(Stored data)
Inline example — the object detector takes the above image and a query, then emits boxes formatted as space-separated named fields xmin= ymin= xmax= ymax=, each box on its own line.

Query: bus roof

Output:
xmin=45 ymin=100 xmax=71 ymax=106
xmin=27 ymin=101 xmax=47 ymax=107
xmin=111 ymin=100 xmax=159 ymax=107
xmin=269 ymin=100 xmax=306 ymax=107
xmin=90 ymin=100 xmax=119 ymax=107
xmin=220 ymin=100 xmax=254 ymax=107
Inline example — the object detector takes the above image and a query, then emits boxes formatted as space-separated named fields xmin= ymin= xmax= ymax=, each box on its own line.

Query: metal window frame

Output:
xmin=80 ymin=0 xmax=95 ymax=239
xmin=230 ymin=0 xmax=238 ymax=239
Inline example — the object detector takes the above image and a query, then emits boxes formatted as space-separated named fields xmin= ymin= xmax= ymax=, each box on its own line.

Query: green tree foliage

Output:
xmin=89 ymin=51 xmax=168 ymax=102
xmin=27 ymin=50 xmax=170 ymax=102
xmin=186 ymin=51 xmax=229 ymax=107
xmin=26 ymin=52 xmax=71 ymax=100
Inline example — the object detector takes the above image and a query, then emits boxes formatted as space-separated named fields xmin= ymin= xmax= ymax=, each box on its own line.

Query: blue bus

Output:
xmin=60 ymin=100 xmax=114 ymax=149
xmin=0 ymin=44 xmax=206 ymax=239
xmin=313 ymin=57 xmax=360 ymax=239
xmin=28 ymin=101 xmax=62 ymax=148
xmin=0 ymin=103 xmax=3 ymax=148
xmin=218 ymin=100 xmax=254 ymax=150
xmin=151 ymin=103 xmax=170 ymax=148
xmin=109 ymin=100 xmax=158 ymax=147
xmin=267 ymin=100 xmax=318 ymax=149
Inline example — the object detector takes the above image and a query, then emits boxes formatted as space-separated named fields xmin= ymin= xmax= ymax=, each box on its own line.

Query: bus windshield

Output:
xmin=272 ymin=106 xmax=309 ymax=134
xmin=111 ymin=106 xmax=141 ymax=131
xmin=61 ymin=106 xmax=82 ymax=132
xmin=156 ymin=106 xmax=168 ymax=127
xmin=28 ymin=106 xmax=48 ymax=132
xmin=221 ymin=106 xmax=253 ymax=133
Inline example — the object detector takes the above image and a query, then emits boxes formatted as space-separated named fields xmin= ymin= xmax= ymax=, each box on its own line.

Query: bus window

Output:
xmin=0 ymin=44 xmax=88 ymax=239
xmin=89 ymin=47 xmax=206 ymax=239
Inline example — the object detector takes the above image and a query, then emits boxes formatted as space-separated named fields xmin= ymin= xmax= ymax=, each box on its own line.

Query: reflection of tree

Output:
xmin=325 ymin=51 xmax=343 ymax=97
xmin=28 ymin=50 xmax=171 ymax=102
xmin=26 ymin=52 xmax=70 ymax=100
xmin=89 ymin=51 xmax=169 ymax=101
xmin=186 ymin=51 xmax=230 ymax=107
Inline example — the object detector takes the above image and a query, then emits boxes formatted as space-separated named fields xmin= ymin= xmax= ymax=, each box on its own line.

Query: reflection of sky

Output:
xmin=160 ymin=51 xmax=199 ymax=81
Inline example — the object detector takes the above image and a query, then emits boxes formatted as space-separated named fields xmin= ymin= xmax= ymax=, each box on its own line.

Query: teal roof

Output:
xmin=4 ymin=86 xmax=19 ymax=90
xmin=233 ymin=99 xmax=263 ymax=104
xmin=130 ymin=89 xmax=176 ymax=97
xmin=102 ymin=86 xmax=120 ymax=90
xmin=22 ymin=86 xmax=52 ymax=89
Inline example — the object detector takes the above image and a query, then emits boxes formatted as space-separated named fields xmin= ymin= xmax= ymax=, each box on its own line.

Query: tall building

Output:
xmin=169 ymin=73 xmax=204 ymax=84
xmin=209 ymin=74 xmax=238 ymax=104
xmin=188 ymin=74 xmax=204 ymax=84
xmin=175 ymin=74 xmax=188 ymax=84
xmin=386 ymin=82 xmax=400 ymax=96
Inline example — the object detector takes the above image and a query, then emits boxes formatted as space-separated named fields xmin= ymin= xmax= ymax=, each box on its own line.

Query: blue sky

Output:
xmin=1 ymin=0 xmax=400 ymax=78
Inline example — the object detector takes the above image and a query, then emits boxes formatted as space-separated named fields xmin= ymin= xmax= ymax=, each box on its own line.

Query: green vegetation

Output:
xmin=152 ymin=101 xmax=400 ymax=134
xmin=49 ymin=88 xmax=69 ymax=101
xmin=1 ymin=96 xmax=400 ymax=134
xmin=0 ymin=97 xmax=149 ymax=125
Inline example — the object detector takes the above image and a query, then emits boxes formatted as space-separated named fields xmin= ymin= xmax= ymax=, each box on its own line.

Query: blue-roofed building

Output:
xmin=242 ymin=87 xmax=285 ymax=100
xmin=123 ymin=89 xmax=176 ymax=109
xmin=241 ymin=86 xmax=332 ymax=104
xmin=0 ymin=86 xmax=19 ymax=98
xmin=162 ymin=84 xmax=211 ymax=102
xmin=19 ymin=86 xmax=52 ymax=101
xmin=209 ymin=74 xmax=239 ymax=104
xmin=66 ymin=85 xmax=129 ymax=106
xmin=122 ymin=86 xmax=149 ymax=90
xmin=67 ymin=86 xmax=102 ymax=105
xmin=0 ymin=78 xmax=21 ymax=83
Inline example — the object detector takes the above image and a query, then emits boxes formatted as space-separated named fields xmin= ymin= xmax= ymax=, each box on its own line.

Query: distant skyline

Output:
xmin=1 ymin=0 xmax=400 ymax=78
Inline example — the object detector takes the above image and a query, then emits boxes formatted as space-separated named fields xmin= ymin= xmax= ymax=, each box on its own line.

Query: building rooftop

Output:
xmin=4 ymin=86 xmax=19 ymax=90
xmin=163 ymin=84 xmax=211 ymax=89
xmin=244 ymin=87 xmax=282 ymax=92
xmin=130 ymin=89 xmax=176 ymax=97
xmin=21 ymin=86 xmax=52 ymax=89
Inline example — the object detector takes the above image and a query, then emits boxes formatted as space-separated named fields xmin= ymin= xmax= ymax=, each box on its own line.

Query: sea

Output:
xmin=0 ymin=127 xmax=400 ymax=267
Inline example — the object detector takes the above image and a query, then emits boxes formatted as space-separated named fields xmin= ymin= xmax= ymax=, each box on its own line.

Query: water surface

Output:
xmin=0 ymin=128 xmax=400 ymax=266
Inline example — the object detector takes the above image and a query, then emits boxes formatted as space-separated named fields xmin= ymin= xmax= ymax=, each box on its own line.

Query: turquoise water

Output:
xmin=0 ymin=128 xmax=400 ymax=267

- [Work request]
All of the data is to be transcribed exactly as written.

- [Completed task]
Inline example — the object detector takes the above image and a query, then emits boxes formatted as space-separated named fields xmin= ymin= xmax= ymax=, each box on its own line.

Query: bus roof

Output:
xmin=45 ymin=100 xmax=71 ymax=106
xmin=27 ymin=101 xmax=47 ymax=107
xmin=111 ymin=100 xmax=159 ymax=107
xmin=269 ymin=100 xmax=306 ymax=107
xmin=90 ymin=100 xmax=119 ymax=107
xmin=220 ymin=100 xmax=254 ymax=107
Inline example — the object detector takes the above image and a query, then emits boxes formatted as space-separated named fields xmin= ymin= xmax= ymax=, each box on its own line.

Query: metal window frame

Output:
xmin=80 ymin=0 xmax=95 ymax=239
xmin=230 ymin=0 xmax=238 ymax=239
Inline example — the object detector takes the above image and a query, then emits boxes formatted as space-separated named fields xmin= ymin= xmax= ymax=, each box on its own line.

Query: green tree foliage

Output:
xmin=89 ymin=51 xmax=168 ymax=102
xmin=27 ymin=50 xmax=170 ymax=102
xmin=186 ymin=51 xmax=229 ymax=107
xmin=26 ymin=52 xmax=71 ymax=100
Inline example — the object detector takes the above image and a query, then emits boxes formatted as space-separated named fields xmin= ymin= xmax= ymax=, each box on its own line.

Query: blue bus

Output:
xmin=60 ymin=100 xmax=114 ymax=149
xmin=0 ymin=44 xmax=206 ymax=239
xmin=313 ymin=57 xmax=360 ymax=239
xmin=28 ymin=101 xmax=62 ymax=148
xmin=0 ymin=103 xmax=3 ymax=148
xmin=218 ymin=100 xmax=254 ymax=150
xmin=151 ymin=103 xmax=170 ymax=148
xmin=109 ymin=100 xmax=158 ymax=147
xmin=267 ymin=100 xmax=318 ymax=149
Inline example — the object detector takes the above image and a query, then emits boxes formatted as space-separated named fields xmin= ymin= xmax= ymax=, each box on its own line.

Query: bus windshield

Output:
xmin=272 ymin=106 xmax=309 ymax=134
xmin=111 ymin=106 xmax=141 ymax=131
xmin=61 ymin=106 xmax=82 ymax=132
xmin=156 ymin=106 xmax=168 ymax=127
xmin=28 ymin=106 xmax=48 ymax=132
xmin=221 ymin=106 xmax=253 ymax=133
Inline example — the object detector takes the above image and a query, then emits boxes formatted as space-separated named fields xmin= ymin= xmax= ymax=, each box on its own line.

Query: bus window

Output:
xmin=0 ymin=44 xmax=88 ymax=239
xmin=89 ymin=47 xmax=206 ymax=239
Inline example — the object detector takes the above image and a query, then emits boxes formatted as space-separated named fields xmin= ymin= xmax= ymax=, each box on its own line.

Query: reflection of tree

Output:
xmin=325 ymin=51 xmax=343 ymax=97
xmin=28 ymin=50 xmax=171 ymax=102
xmin=26 ymin=52 xmax=70 ymax=100
xmin=89 ymin=51 xmax=169 ymax=101
xmin=186 ymin=51 xmax=230 ymax=107
Inline example — the object detector takes the above image and a query, then emits boxes formatted as space-separated named fields xmin= ymin= xmax= ymax=, each box on its own line.

Query: reflection of sky

Output:
xmin=160 ymin=51 xmax=199 ymax=81
Inline example — the object detector takes the above image and a query, then emits boxes formatted as space-separated named fields xmin= ymin= xmax= ymax=, each box on its own line.

Query: teal roof

Output:
xmin=4 ymin=86 xmax=19 ymax=90
xmin=233 ymin=99 xmax=263 ymax=104
xmin=130 ymin=89 xmax=176 ymax=97
xmin=102 ymin=86 xmax=120 ymax=90
xmin=22 ymin=86 xmax=52 ymax=89
Inline example — the object detector takes the above image and a query, then emits boxes formatted as space-separated named fields xmin= ymin= xmax= ymax=, each box on its own line.

Query: tall building

Output:
xmin=169 ymin=73 xmax=204 ymax=84
xmin=209 ymin=74 xmax=238 ymax=104
xmin=188 ymin=74 xmax=204 ymax=84
xmin=175 ymin=74 xmax=188 ymax=84
xmin=386 ymin=82 xmax=400 ymax=96
Inline example — the object detector takes the above image and a query, then emits boxes formatted as space-separated named fields xmin= ymin= xmax= ymax=, each box on its own line.

Query: blue sky

Output:
xmin=1 ymin=0 xmax=400 ymax=78
Inline example — the object detector takes the above image and a query, then emits boxes formatted as space-separated named fields xmin= ymin= xmax= ymax=, each box on its own line.

Query: green vegetation

Output:
xmin=152 ymin=101 xmax=400 ymax=134
xmin=49 ymin=88 xmax=69 ymax=101
xmin=1 ymin=96 xmax=400 ymax=134
xmin=0 ymin=97 xmax=149 ymax=125
Inline example — the object detector takes the above image and a query, then emits boxes formatted as space-separated named fields xmin= ymin= xmax= ymax=, each box on its own line.

Query: blue-roofed building

Output:
xmin=242 ymin=87 xmax=285 ymax=100
xmin=123 ymin=89 xmax=176 ymax=109
xmin=241 ymin=86 xmax=332 ymax=104
xmin=0 ymin=86 xmax=19 ymax=98
xmin=162 ymin=84 xmax=211 ymax=102
xmin=19 ymin=86 xmax=52 ymax=101
xmin=209 ymin=74 xmax=239 ymax=104
xmin=66 ymin=85 xmax=129 ymax=106
xmin=122 ymin=86 xmax=149 ymax=90
xmin=67 ymin=86 xmax=102 ymax=105
xmin=0 ymin=78 xmax=21 ymax=83
Inline example — the object detector takes the above image and a query, then emits boxes formatted as space-separated named fields xmin= ymin= xmax= ymax=, each box on its own line.

Query: distant skyline

Output:
xmin=1 ymin=0 xmax=400 ymax=78
Inline example — the object detector takes the above image and a query, then emits boxes formatted as space-separated named fields xmin= ymin= xmax= ymax=, each box on its own line.

Query: building rooftop

Output:
xmin=4 ymin=86 xmax=19 ymax=90
xmin=163 ymin=84 xmax=211 ymax=89
xmin=244 ymin=87 xmax=282 ymax=92
xmin=130 ymin=89 xmax=176 ymax=97
xmin=21 ymin=86 xmax=52 ymax=89
Inline example — the object detector takes the above image and a query, then emits boxes formatted as space-separated named fields xmin= ymin= xmax= ymax=, each box on its own line.

Query: sea

Output:
xmin=0 ymin=127 xmax=400 ymax=267
Inline example — the object detector takes the above image and a query, then emits boxes formatted as space-separated named fields xmin= ymin= xmax= ymax=, each box on its own line.

Query: water surface

Output:
xmin=0 ymin=128 xmax=400 ymax=266
Inline example — the object detector takes the above image and a query, then emits boxes formatted as space-separated named fields xmin= ymin= xmax= ymax=, each box on its own line.

Query: turquoise water

Output:
xmin=0 ymin=128 xmax=400 ymax=267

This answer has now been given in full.